Extract the lines of the listing below, starting at its very first line and ending at the line that contains "left=657, top=748, right=667, bottom=819", with both of those lines included. Reproduce them character for character and omit the pictures from your answer.
— Start Excerpted data —
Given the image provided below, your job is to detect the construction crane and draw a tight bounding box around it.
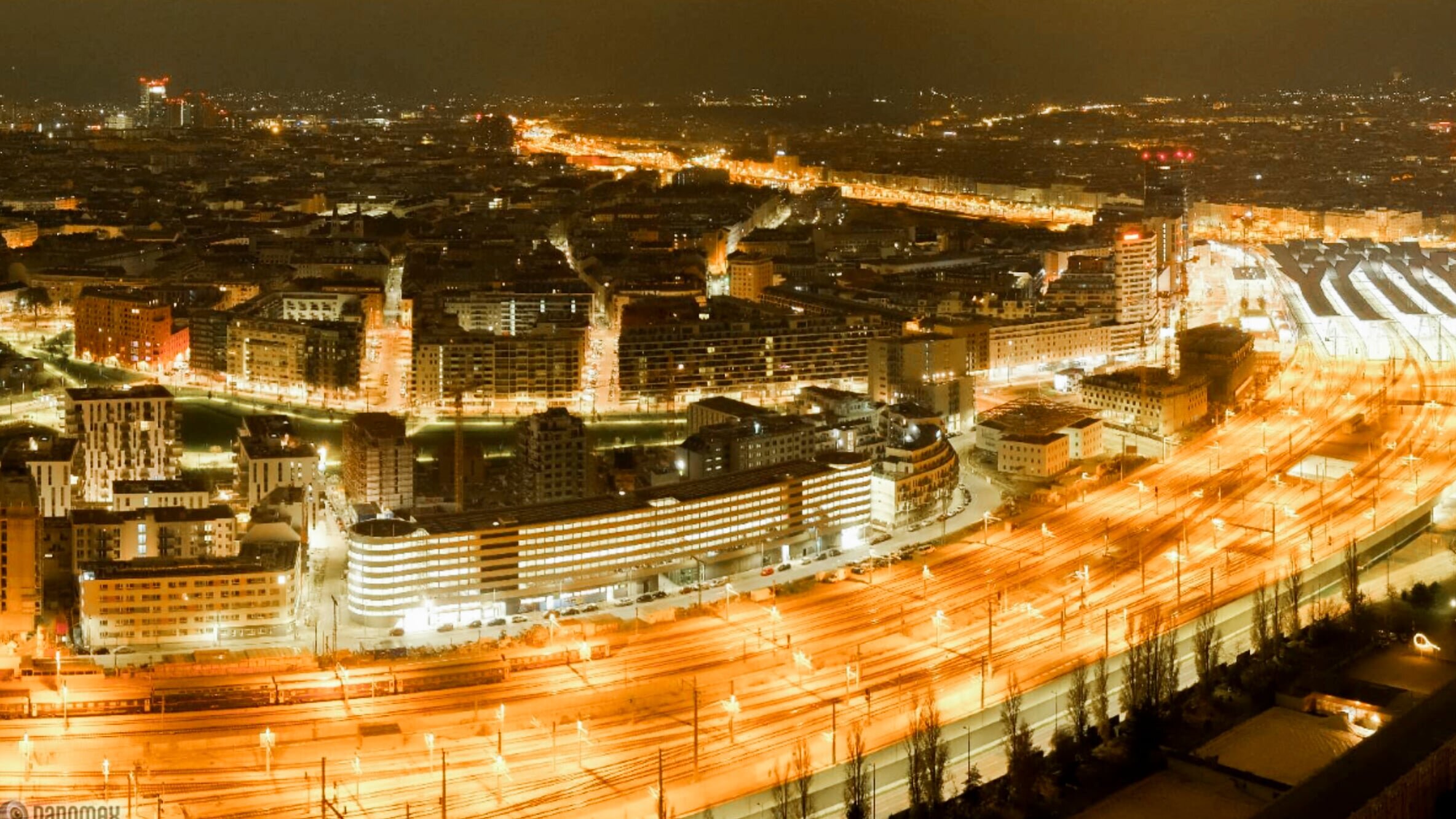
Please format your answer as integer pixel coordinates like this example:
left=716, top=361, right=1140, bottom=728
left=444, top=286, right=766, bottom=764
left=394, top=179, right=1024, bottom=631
left=456, top=390, right=464, bottom=512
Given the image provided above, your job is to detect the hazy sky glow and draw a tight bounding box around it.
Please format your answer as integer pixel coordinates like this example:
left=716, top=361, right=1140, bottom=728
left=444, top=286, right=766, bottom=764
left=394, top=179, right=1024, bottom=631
left=11, top=0, right=1456, bottom=99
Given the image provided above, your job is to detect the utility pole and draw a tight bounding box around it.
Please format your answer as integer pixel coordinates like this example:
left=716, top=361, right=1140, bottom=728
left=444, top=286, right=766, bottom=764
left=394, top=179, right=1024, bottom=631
left=657, top=748, right=667, bottom=819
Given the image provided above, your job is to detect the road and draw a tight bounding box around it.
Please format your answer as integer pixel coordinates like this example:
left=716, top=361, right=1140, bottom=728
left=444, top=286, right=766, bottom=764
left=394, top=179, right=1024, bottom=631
left=8, top=322, right=1456, bottom=816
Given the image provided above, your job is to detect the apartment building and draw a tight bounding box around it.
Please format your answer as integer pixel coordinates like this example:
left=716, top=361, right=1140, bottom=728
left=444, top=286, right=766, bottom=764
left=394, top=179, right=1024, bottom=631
left=348, top=453, right=869, bottom=627
left=77, top=542, right=303, bottom=650
left=411, top=325, right=587, bottom=408
left=66, top=385, right=181, bottom=503
left=4, top=434, right=86, bottom=517
left=344, top=413, right=415, bottom=508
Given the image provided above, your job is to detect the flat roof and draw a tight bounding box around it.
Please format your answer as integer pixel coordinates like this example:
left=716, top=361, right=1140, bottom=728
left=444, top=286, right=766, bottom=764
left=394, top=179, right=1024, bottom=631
left=66, top=383, right=172, bottom=401
left=977, top=398, right=1096, bottom=436
left=381, top=452, right=869, bottom=536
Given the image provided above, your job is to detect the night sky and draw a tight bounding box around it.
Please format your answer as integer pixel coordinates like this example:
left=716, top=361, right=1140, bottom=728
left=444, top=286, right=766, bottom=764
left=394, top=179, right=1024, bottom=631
left=8, top=0, right=1456, bottom=101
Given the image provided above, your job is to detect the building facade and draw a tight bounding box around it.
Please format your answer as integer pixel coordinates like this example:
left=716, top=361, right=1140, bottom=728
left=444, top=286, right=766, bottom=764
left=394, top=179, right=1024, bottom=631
left=0, top=472, right=42, bottom=637
left=4, top=436, right=86, bottom=517
left=411, top=325, right=587, bottom=410
left=348, top=453, right=869, bottom=627
left=71, top=504, right=237, bottom=571
left=1082, top=367, right=1208, bottom=436
left=111, top=478, right=213, bottom=512
left=515, top=406, right=596, bottom=504
left=869, top=424, right=961, bottom=529
left=344, top=413, right=415, bottom=508
left=868, top=334, right=976, bottom=433
left=80, top=542, right=303, bottom=650
left=76, top=287, right=188, bottom=371
left=66, top=385, right=181, bottom=503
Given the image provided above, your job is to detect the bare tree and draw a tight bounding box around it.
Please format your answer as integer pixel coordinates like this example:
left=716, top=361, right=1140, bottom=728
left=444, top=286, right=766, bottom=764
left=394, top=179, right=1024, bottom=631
left=1067, top=655, right=1092, bottom=742
left=904, top=695, right=949, bottom=815
left=1192, top=607, right=1222, bottom=694
left=789, top=739, right=814, bottom=819
left=1284, top=556, right=1303, bottom=637
left=844, top=723, right=869, bottom=819
left=1000, top=675, right=1037, bottom=804
left=1249, top=583, right=1274, bottom=657
left=1092, top=654, right=1112, bottom=739
left=769, top=762, right=794, bottom=819
left=1120, top=609, right=1178, bottom=714
left=1340, top=540, right=1363, bottom=615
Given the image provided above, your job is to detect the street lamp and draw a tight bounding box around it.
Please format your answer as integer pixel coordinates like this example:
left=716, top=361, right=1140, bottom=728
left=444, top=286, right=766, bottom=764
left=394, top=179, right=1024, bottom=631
left=1213, top=517, right=1229, bottom=571
left=19, top=732, right=35, bottom=778
left=258, top=727, right=278, bottom=775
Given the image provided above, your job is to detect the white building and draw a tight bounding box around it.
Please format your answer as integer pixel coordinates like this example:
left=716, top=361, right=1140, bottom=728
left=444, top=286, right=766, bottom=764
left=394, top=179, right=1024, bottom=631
left=348, top=453, right=869, bottom=628
left=79, top=542, right=303, bottom=649
left=111, top=478, right=213, bottom=512
left=66, top=385, right=181, bottom=503
left=4, top=436, right=84, bottom=517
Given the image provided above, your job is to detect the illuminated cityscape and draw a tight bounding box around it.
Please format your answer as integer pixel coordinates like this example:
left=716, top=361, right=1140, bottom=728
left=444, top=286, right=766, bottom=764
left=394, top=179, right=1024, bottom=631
left=0, top=0, right=1456, bottom=819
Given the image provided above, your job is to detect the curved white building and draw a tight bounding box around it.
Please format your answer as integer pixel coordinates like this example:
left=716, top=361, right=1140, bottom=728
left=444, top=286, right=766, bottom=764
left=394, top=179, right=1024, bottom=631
left=348, top=452, right=869, bottom=627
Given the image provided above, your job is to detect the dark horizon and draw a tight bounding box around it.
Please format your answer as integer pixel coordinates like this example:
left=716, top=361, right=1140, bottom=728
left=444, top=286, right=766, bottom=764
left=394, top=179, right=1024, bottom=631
left=8, top=0, right=1456, bottom=102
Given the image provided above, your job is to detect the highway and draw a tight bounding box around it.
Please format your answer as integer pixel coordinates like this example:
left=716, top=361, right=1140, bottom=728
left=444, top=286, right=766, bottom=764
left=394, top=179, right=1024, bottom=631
left=0, top=329, right=1456, bottom=816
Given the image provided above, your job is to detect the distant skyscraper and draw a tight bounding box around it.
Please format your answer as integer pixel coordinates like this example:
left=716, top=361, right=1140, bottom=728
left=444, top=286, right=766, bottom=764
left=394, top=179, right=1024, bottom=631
left=137, top=77, right=172, bottom=129
left=1143, top=149, right=1192, bottom=219
left=344, top=413, right=415, bottom=508
left=1143, top=149, right=1192, bottom=290
left=1112, top=224, right=1158, bottom=328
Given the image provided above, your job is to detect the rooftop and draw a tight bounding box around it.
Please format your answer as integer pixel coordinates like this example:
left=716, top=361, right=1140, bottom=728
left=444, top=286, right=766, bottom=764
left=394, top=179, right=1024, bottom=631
left=66, top=383, right=172, bottom=402
left=92, top=542, right=298, bottom=580
left=354, top=452, right=869, bottom=538
left=977, top=398, right=1096, bottom=436
left=111, top=478, right=207, bottom=496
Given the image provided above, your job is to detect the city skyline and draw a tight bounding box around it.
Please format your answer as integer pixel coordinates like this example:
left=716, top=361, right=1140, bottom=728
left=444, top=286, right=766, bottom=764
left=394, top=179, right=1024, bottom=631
left=8, top=0, right=1456, bottom=102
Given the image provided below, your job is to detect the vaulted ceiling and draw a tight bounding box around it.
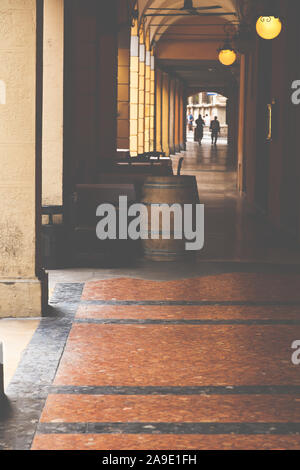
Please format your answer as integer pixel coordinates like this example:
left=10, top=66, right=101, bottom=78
left=138, top=0, right=239, bottom=91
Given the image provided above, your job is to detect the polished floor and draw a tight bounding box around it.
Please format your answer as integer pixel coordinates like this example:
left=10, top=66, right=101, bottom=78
left=0, top=136, right=300, bottom=450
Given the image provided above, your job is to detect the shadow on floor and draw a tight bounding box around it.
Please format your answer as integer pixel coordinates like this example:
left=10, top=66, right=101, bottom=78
left=0, top=395, right=13, bottom=422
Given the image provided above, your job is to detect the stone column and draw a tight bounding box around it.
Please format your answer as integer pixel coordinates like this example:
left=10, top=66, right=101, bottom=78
left=130, top=25, right=139, bottom=157
left=155, top=69, right=163, bottom=152
left=138, top=32, right=146, bottom=155
left=43, top=0, right=64, bottom=205
left=117, top=23, right=130, bottom=150
left=0, top=0, right=47, bottom=317
left=162, top=72, right=170, bottom=157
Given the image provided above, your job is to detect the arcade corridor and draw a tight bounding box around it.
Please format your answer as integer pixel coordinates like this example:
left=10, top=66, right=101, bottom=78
left=0, top=0, right=300, bottom=450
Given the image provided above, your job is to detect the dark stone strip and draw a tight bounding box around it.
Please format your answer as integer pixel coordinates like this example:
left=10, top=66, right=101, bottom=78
left=38, top=423, right=300, bottom=435
left=50, top=282, right=84, bottom=304
left=49, top=385, right=300, bottom=395
left=74, top=318, right=300, bottom=325
left=80, top=300, right=300, bottom=307
left=0, top=284, right=84, bottom=450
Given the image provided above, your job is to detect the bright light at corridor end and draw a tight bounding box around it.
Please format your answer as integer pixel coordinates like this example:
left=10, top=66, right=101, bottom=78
left=219, top=48, right=236, bottom=65
left=256, top=16, right=282, bottom=39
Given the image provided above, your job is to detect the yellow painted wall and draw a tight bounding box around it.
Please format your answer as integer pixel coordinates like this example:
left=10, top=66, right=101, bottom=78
left=162, top=73, right=170, bottom=157
left=42, top=0, right=64, bottom=205
left=0, top=0, right=41, bottom=317
left=117, top=34, right=130, bottom=149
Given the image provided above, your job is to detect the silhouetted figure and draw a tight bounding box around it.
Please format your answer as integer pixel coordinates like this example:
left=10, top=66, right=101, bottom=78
left=195, top=115, right=205, bottom=145
left=210, top=116, right=221, bottom=145
left=188, top=113, right=194, bottom=131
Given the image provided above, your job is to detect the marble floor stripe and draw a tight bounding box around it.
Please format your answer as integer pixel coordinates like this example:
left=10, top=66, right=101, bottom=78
left=80, top=300, right=300, bottom=307
left=37, top=422, right=300, bottom=435
left=40, top=394, right=300, bottom=423
left=82, top=273, right=300, bottom=302
left=54, top=324, right=300, bottom=386
left=49, top=385, right=300, bottom=396
left=32, top=433, right=300, bottom=450
left=73, top=318, right=300, bottom=325
left=75, top=303, right=300, bottom=320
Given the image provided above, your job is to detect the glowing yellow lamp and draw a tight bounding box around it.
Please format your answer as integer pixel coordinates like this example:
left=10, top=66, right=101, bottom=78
left=219, top=49, right=236, bottom=65
left=256, top=16, right=282, bottom=39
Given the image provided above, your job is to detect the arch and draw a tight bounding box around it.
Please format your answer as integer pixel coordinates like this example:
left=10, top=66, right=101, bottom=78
left=138, top=0, right=236, bottom=42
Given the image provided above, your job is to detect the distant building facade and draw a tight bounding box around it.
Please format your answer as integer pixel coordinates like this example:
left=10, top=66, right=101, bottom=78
left=187, top=92, right=228, bottom=136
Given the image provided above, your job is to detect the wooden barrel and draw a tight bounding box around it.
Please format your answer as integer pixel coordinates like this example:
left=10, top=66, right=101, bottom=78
left=141, top=176, right=199, bottom=261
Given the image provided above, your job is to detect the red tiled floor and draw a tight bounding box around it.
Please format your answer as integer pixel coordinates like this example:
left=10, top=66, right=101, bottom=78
left=82, top=273, right=300, bottom=301
left=54, top=325, right=300, bottom=386
left=76, top=305, right=300, bottom=320
left=32, top=434, right=300, bottom=450
left=41, top=395, right=300, bottom=423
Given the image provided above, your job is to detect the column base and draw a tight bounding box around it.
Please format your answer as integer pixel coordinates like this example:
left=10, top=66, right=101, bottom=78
left=0, top=274, right=48, bottom=318
left=0, top=342, right=4, bottom=400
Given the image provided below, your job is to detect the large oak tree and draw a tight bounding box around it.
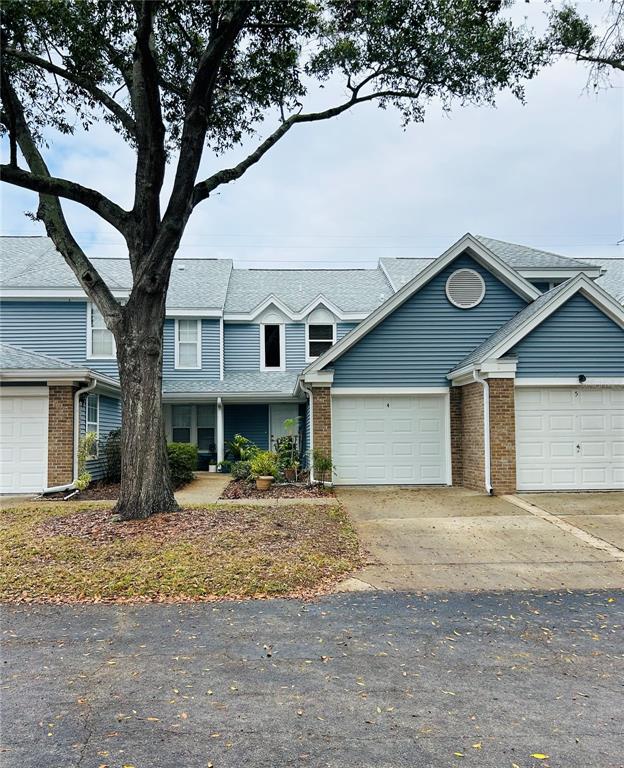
— End Excerpted data —
■ Result
Given the image provided below, your job is to detect the construction crane and draw a tight bounding box around it.
Please format your answer as integer pixel coordinates like this example:
left=716, top=361, right=1140, bottom=728
left=444, top=286, right=766, bottom=764
left=394, top=179, right=1024, bottom=631
left=456, top=390, right=464, bottom=512
Given the image provided above, your job is to detect the hazy sky glow and draw a tight bounding box around it.
Please format your answer as integer pixel coordinates like this example:
left=716, top=361, right=1140, bottom=728
left=444, top=286, right=766, bottom=764
left=394, top=179, right=1024, bottom=631
left=11, top=0, right=1456, bottom=99
Given the image provided above, your job is to detect the utility pole and draw a tight bounding box around it.
Please format your answer as integer pixel coordinates like this example:
left=716, top=361, right=1140, bottom=728
left=444, top=286, right=766, bottom=764
left=394, top=179, right=1024, bottom=631
left=657, top=748, right=667, bottom=819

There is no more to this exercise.